** Passage shown follows **

In September 2017 I was asked if I would like to be involved in a project to catalogue information about Railway employees. As someone with a lifelong interest in and passion for the Railways, initially as a young trainspotter at Surbiton on the Southern Region of BT and then at various times during my professional career as a Surveyor and Draughtsman, I was only too keen to become involved.
Since then I and, from early 2018, a team of new volunteers have been steadily working our way through boxes of employment cards, capturing specific information about former workers of the various Railway Companies in the South of England. The cards track the employment record of these workers from their first job through the duration of their career.
Information such as the jobs performed, locations where they worked and relevant dates are all being captured as part of the project but a host of other information, much of which is potentially of great interest to social historians and family historians, is also contained on many of the cards. This includes pay rates, training courses attended, medical information, wartime service (both WW1 and WW2), awards, commendations and disciplinary matters.
Some of the more memorable things that come to mind from the 4,000-plus cards that I have catalogued include many commendations and awards for outstanding acts of service and bravery in both peace and war. These include a George Medal recipient, a Military Medal recipient, two awards of the Chevalier of the Legion d’Honneur and one of the Chevalier of the Order of the Orange Nassau. The cards also record instances of dismissal for offences such as stealing coal, fraudulent issuing of tickets, using a waiting room for immoral purposes and even one for soliciting. Then there are a number of now obsolete occupations including Gland Packer, Spragger, Fish Checker, Jigger Lad, Underman, Gongman and Van Setter.

** End of Passage shown **

Return the stretch of the piece on cataloguing railway employment cards from "Some of the" through "and Van Setter.", copied word for word. The items after this are not needed for any task.

** Given entries follows **

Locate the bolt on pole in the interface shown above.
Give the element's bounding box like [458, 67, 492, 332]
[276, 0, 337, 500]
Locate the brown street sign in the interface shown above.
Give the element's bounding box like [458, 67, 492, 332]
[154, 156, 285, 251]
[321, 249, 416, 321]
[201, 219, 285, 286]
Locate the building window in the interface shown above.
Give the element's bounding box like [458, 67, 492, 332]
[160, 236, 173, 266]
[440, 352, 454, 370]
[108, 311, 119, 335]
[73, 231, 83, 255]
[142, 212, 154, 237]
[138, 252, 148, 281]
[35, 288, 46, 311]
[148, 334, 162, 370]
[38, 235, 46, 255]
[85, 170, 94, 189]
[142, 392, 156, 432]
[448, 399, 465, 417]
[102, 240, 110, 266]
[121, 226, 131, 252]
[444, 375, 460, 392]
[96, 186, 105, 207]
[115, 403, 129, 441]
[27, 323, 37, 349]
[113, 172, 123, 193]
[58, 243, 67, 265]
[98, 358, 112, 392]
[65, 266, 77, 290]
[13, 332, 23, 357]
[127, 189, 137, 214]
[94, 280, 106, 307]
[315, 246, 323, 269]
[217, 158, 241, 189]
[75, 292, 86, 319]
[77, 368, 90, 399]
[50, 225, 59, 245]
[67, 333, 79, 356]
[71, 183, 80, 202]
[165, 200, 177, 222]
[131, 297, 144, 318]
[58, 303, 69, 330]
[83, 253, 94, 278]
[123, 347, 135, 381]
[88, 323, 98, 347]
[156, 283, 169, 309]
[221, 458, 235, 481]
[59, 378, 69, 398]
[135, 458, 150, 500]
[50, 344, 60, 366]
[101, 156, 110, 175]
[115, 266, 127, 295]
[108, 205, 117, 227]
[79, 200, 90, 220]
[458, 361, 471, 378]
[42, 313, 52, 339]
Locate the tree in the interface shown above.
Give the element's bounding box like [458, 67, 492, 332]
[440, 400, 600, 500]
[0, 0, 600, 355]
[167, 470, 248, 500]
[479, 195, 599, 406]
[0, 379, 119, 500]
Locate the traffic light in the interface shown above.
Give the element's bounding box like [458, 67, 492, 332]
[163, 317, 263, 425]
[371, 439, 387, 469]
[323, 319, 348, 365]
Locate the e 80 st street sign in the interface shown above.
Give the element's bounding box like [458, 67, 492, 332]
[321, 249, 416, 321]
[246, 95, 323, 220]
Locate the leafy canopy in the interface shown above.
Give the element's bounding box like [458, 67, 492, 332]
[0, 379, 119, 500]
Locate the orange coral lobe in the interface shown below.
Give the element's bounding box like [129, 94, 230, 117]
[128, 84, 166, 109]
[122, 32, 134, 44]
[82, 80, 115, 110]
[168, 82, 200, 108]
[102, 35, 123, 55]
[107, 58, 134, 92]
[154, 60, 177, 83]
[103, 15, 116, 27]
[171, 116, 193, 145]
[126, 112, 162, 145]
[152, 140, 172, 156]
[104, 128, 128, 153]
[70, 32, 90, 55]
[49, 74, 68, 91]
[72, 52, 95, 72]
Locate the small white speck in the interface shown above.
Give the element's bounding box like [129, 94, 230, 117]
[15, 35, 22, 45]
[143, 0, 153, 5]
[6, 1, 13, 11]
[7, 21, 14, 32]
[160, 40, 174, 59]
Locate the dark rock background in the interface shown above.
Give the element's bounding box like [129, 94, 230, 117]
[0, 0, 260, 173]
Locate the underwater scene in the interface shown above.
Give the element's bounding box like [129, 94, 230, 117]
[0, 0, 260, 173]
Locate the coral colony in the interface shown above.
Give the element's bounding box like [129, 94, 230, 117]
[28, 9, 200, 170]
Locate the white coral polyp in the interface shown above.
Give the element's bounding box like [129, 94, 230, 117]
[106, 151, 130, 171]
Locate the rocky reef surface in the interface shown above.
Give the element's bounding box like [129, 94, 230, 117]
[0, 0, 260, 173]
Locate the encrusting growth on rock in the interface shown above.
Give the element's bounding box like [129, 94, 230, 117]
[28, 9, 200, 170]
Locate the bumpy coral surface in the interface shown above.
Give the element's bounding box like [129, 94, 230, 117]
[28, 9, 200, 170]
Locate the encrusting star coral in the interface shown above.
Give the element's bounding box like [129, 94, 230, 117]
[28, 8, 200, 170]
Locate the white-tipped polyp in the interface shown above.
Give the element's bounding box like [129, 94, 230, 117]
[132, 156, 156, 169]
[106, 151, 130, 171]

** End of Given entries **

--- Written solution ---
Some of the more memorable things that come to mind from the 4,000-plus cards that I have catalogued include many commendations and awards for outstanding acts of service and bravery in both peace and war. These include a George Medal recipient, a Military Medal recipient, two awards of the Chevalier of the Legion d’Honneur and one of the Chevalier of the Order of the Orange Nassau. The cards also record instances of dismissal for offences such as stealing coal, fraudulent issuing of tickets, using a waiting room for immoral purposes and even one for soliciting. Then there are a number of now obsolete occupations including Gland Packer, Spragger, Fish Checker, Jigger Lad, Underman, Gongman and Van Setter.